- WHAT THE TASK REQUIRES:
Collect every line below that contains the word "foal". Case counts.

- PROVIDED MATERIAL:
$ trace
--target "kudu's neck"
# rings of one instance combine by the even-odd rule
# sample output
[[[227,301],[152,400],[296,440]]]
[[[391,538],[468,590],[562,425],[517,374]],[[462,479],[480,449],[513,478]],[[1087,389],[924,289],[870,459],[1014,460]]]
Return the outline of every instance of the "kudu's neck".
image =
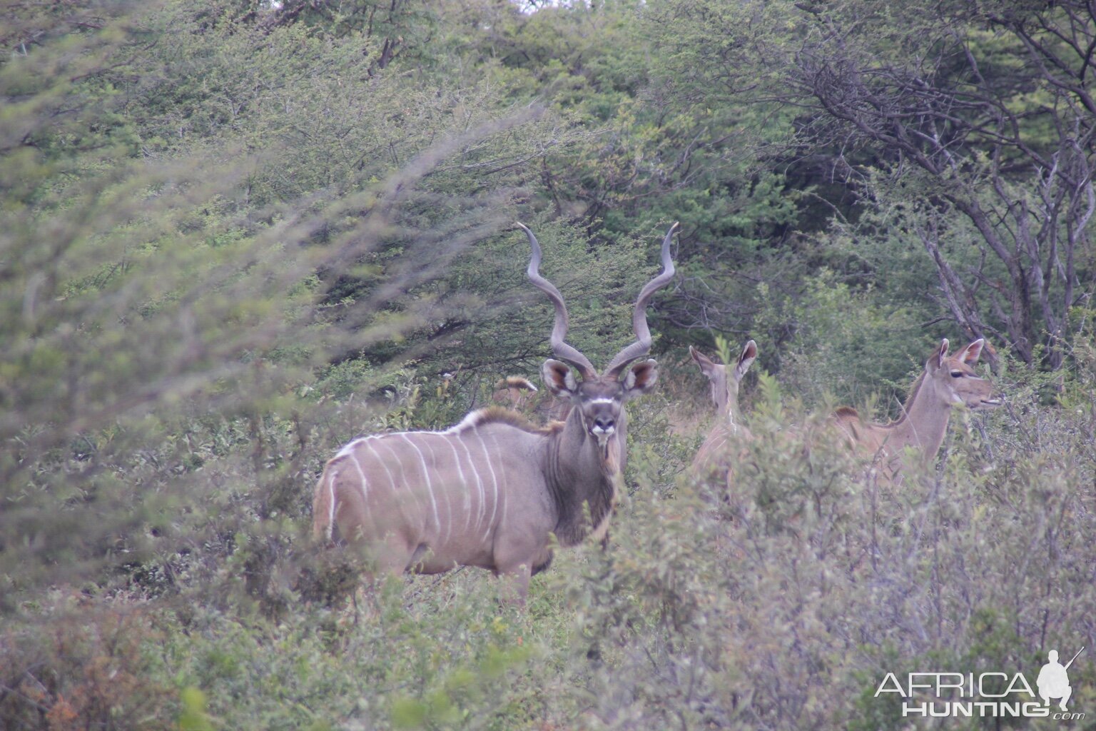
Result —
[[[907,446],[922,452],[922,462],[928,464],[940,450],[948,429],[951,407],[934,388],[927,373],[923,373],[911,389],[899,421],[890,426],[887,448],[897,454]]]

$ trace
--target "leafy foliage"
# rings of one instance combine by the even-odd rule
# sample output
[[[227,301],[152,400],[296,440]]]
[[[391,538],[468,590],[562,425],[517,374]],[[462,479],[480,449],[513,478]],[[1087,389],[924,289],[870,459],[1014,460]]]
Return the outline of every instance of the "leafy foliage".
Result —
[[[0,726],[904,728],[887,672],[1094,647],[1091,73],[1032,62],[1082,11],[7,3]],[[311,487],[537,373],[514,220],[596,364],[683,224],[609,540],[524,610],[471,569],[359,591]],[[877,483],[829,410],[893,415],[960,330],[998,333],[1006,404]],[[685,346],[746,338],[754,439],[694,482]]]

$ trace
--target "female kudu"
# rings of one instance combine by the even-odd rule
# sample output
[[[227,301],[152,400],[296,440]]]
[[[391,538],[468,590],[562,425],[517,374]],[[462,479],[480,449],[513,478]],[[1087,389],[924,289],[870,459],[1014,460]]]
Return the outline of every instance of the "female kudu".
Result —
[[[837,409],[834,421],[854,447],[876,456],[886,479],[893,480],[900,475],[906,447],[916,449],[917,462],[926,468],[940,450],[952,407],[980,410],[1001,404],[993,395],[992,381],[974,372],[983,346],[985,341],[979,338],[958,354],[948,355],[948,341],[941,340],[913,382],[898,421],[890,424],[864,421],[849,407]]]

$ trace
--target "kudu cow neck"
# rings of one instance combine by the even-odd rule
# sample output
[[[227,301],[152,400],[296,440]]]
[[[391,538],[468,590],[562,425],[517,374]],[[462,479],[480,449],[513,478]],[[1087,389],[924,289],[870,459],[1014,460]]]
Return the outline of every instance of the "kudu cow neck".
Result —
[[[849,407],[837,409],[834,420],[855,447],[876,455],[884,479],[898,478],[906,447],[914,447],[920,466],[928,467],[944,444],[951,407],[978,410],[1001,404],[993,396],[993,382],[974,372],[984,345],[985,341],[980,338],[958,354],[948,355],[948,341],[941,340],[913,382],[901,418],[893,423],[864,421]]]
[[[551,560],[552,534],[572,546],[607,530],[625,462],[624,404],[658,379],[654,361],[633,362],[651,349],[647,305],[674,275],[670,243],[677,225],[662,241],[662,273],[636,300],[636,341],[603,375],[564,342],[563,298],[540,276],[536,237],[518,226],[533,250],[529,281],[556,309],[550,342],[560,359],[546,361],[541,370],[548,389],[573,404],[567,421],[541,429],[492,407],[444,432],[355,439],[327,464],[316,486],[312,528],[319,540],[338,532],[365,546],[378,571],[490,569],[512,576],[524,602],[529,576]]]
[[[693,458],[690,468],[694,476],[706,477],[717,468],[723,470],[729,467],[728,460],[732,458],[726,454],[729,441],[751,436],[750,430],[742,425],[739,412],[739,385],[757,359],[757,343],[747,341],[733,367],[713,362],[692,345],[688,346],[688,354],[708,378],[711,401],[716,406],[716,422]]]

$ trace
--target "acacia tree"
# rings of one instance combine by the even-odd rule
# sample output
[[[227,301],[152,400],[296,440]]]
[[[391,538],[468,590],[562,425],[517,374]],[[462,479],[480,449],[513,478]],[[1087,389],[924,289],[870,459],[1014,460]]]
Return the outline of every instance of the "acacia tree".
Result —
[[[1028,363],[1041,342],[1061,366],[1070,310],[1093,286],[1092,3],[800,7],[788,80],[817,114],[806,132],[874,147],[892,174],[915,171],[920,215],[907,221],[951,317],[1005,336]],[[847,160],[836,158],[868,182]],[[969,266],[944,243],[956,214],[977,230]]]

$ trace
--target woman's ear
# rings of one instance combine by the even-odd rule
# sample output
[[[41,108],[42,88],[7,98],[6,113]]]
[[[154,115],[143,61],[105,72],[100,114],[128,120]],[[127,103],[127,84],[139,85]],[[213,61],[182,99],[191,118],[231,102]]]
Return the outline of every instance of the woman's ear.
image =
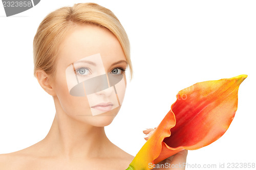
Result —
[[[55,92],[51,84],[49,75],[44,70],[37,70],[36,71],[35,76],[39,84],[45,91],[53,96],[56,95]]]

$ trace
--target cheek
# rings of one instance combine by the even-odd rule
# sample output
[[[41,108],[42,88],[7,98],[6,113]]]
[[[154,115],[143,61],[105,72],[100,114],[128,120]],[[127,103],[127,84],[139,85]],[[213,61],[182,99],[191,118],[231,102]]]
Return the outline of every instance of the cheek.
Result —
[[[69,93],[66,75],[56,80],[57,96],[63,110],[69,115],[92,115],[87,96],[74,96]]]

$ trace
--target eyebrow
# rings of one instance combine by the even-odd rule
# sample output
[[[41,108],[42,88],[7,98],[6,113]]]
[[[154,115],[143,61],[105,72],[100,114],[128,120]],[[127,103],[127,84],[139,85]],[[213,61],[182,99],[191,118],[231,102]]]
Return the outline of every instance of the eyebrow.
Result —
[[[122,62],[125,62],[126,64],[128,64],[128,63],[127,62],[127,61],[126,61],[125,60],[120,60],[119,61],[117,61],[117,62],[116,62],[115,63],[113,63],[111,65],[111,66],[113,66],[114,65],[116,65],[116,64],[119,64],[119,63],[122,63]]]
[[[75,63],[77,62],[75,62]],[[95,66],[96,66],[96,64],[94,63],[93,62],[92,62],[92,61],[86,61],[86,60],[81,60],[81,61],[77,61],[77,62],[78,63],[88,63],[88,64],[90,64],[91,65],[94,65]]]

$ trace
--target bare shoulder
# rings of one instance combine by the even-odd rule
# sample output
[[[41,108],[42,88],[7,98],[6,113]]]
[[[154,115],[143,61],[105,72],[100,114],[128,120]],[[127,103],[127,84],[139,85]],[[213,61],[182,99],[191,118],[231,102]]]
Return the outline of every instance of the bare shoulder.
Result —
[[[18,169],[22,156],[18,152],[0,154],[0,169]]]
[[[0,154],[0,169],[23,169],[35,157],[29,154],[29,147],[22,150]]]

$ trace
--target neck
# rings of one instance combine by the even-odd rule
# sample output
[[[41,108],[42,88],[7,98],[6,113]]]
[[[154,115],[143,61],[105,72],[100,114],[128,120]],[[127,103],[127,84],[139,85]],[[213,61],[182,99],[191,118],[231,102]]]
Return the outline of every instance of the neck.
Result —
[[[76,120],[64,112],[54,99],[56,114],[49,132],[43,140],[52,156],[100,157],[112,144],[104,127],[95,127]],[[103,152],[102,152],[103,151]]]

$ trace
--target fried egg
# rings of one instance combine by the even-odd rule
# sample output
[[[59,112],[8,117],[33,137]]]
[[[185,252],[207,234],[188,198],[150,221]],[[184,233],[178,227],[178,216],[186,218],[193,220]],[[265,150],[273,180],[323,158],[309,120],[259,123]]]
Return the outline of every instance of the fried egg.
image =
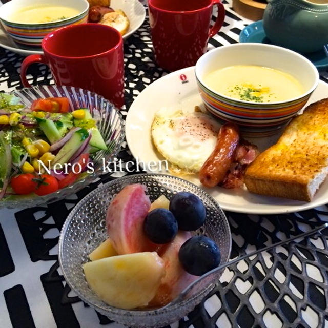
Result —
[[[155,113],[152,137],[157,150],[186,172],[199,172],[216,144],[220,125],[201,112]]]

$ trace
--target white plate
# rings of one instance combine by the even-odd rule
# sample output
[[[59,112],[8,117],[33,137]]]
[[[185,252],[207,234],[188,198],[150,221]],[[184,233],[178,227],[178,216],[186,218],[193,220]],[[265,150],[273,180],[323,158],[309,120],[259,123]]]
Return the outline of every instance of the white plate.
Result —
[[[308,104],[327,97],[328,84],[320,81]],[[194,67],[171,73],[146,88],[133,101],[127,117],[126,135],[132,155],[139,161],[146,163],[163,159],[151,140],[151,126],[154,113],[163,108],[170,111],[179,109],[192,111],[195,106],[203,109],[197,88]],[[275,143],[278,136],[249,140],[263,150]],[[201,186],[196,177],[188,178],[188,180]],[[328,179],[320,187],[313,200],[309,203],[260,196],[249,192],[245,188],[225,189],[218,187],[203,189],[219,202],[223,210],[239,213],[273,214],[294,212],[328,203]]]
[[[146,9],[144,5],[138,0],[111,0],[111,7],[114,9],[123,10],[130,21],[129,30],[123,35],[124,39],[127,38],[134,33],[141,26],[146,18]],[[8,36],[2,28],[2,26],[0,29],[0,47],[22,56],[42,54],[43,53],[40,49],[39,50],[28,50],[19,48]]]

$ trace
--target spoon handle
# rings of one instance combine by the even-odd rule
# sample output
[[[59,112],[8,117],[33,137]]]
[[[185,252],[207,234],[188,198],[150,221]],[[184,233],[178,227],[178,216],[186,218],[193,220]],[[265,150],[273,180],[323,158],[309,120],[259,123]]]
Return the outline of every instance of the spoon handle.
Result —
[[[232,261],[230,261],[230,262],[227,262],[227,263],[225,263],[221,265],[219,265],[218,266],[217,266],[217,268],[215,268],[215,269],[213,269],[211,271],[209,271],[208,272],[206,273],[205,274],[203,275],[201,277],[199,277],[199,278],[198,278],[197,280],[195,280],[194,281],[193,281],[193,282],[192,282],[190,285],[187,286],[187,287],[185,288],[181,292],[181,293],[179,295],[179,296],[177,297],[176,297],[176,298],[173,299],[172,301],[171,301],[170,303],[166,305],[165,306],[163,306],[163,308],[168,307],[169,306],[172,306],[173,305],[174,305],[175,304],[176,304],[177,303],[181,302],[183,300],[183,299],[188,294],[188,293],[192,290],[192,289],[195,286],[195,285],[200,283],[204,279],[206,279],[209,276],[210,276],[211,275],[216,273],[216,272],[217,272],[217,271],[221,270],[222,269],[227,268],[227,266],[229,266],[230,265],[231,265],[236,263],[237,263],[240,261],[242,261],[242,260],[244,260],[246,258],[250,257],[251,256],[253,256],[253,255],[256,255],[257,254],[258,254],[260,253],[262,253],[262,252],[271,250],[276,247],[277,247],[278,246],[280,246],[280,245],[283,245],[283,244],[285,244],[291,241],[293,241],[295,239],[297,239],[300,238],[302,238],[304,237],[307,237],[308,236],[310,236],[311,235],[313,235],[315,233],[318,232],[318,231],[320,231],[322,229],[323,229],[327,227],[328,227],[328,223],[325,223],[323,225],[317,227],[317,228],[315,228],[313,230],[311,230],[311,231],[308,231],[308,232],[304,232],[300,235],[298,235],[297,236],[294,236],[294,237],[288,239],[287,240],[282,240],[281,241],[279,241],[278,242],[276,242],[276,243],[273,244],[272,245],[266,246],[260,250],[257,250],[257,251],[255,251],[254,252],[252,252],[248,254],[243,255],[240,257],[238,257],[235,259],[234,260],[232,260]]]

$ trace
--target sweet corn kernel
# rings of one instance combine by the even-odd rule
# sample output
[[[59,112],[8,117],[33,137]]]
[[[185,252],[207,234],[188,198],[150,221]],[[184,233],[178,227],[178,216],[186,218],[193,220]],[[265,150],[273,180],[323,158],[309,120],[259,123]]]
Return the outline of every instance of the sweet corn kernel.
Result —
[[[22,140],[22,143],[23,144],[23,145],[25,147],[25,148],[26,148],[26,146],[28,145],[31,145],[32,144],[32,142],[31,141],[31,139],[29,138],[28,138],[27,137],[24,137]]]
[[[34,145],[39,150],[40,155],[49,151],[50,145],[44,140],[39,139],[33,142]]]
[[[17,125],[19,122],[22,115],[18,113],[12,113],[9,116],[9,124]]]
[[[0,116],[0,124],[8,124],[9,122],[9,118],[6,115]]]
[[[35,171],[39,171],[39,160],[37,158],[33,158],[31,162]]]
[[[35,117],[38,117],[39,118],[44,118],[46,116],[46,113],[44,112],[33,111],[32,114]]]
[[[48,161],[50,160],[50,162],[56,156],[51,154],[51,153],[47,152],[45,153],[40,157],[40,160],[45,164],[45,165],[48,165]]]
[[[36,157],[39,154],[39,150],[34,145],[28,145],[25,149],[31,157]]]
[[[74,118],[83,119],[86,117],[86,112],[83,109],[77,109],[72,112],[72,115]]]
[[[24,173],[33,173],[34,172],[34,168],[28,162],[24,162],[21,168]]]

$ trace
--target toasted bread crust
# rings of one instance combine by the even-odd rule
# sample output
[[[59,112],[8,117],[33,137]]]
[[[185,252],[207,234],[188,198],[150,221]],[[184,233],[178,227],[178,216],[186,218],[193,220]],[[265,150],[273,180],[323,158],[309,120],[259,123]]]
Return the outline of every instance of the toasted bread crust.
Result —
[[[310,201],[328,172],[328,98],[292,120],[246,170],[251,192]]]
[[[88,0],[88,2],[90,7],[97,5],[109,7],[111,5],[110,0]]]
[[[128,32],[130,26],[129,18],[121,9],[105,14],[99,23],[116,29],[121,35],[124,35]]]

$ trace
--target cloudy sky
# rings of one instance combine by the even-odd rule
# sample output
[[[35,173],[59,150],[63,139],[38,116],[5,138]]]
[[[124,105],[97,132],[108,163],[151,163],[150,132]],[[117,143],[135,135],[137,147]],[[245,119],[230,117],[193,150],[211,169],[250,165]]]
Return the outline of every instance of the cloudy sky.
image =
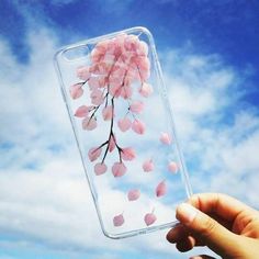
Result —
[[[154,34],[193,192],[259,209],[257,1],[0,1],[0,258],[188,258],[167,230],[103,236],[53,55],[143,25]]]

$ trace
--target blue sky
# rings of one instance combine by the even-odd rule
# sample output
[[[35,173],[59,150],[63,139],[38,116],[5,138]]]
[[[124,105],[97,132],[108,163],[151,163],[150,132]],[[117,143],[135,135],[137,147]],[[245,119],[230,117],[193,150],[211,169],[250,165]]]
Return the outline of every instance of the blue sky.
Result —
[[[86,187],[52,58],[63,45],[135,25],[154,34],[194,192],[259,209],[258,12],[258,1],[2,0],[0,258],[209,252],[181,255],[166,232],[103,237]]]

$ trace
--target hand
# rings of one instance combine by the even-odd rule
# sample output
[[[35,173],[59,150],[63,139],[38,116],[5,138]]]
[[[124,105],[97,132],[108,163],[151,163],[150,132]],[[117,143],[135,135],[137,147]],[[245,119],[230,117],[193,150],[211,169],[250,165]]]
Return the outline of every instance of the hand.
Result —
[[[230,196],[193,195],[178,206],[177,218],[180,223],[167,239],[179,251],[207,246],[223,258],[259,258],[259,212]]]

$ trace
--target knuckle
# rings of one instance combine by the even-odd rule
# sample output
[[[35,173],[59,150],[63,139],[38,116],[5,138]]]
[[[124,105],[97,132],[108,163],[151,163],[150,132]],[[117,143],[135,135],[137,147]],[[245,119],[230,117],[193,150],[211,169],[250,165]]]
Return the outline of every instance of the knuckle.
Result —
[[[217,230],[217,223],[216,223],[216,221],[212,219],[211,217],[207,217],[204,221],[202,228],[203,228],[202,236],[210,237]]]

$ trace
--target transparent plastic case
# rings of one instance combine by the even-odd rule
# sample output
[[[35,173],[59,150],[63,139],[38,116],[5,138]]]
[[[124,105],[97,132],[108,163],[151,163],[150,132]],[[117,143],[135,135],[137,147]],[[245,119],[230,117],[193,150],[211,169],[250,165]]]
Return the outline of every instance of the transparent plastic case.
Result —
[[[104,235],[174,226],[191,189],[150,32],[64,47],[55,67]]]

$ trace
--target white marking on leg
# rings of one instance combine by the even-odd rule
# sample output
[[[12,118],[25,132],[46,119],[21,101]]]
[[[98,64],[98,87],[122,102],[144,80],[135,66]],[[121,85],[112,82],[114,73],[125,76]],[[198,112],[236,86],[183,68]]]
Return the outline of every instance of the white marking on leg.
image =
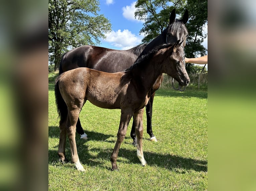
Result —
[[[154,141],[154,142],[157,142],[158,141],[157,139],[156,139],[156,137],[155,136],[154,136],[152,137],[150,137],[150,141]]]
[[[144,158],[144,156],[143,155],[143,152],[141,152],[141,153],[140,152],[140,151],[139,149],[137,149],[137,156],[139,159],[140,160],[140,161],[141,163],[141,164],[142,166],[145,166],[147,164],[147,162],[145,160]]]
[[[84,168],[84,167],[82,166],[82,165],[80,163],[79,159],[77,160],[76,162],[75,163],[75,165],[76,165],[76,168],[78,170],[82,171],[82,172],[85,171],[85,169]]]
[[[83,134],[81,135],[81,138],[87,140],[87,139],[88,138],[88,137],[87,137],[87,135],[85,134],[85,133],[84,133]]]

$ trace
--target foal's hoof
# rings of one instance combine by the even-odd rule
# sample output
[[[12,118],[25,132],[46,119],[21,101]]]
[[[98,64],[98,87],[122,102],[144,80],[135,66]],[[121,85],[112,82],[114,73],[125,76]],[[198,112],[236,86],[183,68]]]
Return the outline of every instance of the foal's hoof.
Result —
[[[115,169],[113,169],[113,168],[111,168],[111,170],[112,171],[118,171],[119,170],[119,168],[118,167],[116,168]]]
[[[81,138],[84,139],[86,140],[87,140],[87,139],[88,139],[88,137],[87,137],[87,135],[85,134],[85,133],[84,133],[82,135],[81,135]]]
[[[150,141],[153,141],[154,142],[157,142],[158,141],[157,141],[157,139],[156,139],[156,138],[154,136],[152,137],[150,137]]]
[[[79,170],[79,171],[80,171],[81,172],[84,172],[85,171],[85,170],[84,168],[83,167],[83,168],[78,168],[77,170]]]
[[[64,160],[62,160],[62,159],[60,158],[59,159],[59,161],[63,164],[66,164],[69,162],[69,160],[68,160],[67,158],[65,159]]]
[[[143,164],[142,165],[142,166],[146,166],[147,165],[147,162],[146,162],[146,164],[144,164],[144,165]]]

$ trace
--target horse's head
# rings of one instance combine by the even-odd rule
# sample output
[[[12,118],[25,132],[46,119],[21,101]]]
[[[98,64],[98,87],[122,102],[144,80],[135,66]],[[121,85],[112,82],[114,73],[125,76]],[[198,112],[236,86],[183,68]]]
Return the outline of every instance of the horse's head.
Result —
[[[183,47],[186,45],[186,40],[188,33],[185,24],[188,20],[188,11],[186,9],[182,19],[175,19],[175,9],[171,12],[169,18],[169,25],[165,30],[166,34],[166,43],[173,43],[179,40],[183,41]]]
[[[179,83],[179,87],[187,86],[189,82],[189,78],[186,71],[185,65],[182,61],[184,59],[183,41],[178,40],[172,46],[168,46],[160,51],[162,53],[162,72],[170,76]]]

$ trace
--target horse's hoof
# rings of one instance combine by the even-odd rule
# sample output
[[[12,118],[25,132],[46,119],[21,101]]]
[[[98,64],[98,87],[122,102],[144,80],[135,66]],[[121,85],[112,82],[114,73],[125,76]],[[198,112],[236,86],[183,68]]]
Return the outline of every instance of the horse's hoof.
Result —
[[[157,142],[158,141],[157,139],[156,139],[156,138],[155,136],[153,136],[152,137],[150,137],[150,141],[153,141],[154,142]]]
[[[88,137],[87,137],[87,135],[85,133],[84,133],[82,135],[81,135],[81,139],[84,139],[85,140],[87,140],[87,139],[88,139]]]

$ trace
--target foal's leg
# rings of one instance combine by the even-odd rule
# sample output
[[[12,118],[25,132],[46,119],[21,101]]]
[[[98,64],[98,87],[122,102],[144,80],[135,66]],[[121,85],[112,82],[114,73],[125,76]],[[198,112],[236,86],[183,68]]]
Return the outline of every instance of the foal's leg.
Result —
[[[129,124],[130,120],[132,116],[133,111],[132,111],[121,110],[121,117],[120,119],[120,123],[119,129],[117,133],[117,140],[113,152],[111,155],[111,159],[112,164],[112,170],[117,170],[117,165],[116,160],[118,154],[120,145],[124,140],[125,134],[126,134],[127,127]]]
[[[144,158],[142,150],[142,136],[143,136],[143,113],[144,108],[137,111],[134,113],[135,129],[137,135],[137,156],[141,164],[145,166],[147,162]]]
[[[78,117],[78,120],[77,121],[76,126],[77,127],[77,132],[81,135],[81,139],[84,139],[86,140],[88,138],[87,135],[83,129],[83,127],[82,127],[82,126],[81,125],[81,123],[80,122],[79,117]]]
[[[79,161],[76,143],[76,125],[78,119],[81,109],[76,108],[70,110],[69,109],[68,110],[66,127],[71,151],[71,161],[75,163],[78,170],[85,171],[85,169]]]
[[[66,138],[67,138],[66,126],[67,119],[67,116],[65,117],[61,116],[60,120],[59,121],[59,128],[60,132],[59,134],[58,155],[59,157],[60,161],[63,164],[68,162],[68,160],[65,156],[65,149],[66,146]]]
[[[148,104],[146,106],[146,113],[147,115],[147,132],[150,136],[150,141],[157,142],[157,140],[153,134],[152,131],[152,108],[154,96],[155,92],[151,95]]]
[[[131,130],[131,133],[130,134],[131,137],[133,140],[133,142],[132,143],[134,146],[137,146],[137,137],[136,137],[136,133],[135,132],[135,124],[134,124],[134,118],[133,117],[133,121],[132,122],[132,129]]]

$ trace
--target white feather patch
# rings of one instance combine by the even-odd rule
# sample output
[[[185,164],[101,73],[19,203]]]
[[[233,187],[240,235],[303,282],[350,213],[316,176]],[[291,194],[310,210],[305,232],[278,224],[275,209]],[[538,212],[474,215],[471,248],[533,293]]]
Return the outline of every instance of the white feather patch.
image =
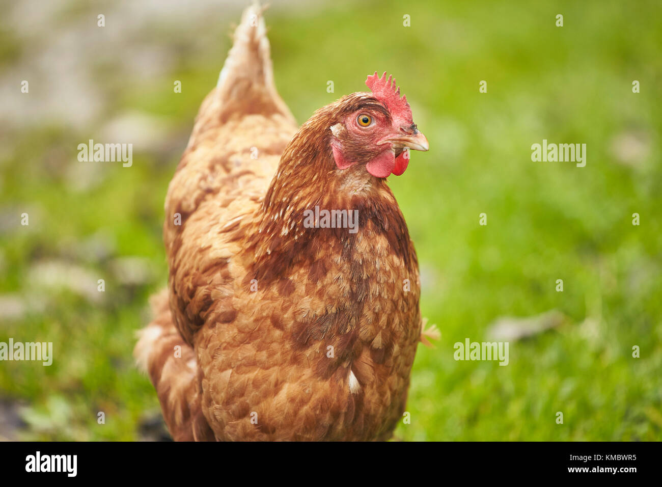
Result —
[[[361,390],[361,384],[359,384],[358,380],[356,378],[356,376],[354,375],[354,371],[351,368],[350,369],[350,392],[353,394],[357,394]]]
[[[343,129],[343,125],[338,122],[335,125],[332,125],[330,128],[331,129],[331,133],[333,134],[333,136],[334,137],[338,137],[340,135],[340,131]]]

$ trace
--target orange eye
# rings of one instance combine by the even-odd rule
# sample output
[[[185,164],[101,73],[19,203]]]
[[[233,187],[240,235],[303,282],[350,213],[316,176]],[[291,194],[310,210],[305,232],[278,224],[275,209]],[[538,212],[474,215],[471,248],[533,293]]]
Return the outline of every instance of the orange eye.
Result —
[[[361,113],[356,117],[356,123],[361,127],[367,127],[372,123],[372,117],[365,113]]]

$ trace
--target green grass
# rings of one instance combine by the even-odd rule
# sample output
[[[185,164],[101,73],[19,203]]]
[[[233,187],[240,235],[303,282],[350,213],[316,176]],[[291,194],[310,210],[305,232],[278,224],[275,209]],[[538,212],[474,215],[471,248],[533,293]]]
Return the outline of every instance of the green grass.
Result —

- OUTPUT:
--target foal's hoof
Return the outline of every instance of the foal's hoof.
--target foal's leg
Return the outline of every instance of the foal's leg.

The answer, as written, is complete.